*Aim*: Please copy the entries below word for word, starting at the line containing "Find the spotlight" and ending at the line containing "column 275, row 142", including both of those lines.

====== Data for this exercise ======

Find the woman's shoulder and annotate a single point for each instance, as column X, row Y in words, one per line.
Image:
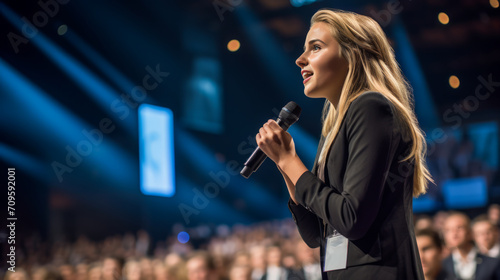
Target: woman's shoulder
column 371, row 102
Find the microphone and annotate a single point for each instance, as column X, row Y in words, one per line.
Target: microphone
column 288, row 116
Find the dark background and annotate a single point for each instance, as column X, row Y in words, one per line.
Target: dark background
column 55, row 86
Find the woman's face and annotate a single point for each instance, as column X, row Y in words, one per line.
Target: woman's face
column 323, row 68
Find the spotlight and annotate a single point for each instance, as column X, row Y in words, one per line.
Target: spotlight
column 233, row 45
column 454, row 81
column 443, row 18
column 62, row 29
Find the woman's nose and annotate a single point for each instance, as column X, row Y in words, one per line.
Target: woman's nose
column 301, row 61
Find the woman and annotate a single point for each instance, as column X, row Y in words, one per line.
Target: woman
column 357, row 201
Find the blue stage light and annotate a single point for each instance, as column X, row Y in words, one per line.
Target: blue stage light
column 183, row 237
column 156, row 150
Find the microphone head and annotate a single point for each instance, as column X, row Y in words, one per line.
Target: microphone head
column 290, row 113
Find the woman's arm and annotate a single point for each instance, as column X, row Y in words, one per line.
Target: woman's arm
column 369, row 131
column 370, row 124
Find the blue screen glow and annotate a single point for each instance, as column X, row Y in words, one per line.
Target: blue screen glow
column 156, row 150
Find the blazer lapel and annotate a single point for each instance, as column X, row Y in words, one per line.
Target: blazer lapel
column 320, row 146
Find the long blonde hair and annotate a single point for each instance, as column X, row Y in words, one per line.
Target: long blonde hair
column 372, row 67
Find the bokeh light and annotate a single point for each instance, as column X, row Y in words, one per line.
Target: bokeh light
column 443, row 18
column 454, row 81
column 233, row 45
column 62, row 29
column 183, row 237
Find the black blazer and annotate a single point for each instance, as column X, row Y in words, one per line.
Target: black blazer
column 486, row 269
column 366, row 196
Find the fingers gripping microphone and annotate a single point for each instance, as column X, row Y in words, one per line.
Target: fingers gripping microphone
column 288, row 116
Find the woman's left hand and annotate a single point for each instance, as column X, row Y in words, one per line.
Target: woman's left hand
column 275, row 142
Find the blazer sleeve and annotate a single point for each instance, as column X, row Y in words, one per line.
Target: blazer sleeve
column 307, row 224
column 352, row 211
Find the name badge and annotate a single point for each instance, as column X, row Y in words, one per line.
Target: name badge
column 336, row 252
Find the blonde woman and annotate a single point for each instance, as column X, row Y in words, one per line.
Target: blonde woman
column 356, row 203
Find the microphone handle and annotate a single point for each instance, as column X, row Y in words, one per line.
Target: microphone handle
column 258, row 156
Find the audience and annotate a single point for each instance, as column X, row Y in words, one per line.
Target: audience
column 465, row 262
column 265, row 251
column 430, row 249
column 486, row 236
column 200, row 266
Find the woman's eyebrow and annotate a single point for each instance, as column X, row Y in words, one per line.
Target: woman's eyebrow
column 312, row 41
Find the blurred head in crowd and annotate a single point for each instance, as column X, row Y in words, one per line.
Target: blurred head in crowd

======

*The output*:
Find the spotlight and annotate a single point for each instance, as column X, row Y in words, one per line.
Target: spotlight
column 233, row 45
column 454, row 81
column 443, row 18
column 62, row 29
Find the woman's nose and annotate a single point for each instance, as column X, row Y in words, one per line.
Target: woman's nose
column 301, row 61
Find the woman and annotate a single point for each instance, as column X, row Y in words, one per line.
Target: woman
column 357, row 201
Find the blue stage light and annotate a single point for each instance, as column X, row Y in words, one per line.
Target: blue stage light
column 183, row 237
column 156, row 150
Find the microphone head and annotate a single point for each instance, as column X, row Y in words, one per line.
Target: microphone head
column 290, row 113
Find the woman's arm and annotate a single point for each instance, as column X, row Y in words, one per line.
Target: woman's arm
column 369, row 131
column 370, row 124
Find the blue screen glow and annotate a single point for each instance, as column X, row Y in words, one per line.
Target: blue screen glow
column 156, row 150
Find the blazer lapel and annotate a single point for each instance, as column X, row Y in words, one per line.
Target: blazer lapel
column 320, row 146
Find the long blonde hair and annotate a single point for each instance, as column X, row Y in words, one per line.
Target: long blonde hair
column 372, row 67
Find the bokeh light and annotate a single point for each instance, as column X, row Y in words, one per line.
Target: bokeh light
column 443, row 18
column 454, row 81
column 233, row 45
column 62, row 29
column 183, row 237
Find the black blazer and annotate a single point for each instance, as column X, row Y in words, one per line.
Target: black blazer
column 486, row 269
column 366, row 196
Find the fingers gripping microphone and annotate a single point for each instance, as column X, row Y in words, one per line.
Target: fingers gripping microphone
column 288, row 116
Find the woman's left hand and annotate a single point for each instance, as column X, row Y in words, one per line.
Target: woman's left hand
column 275, row 142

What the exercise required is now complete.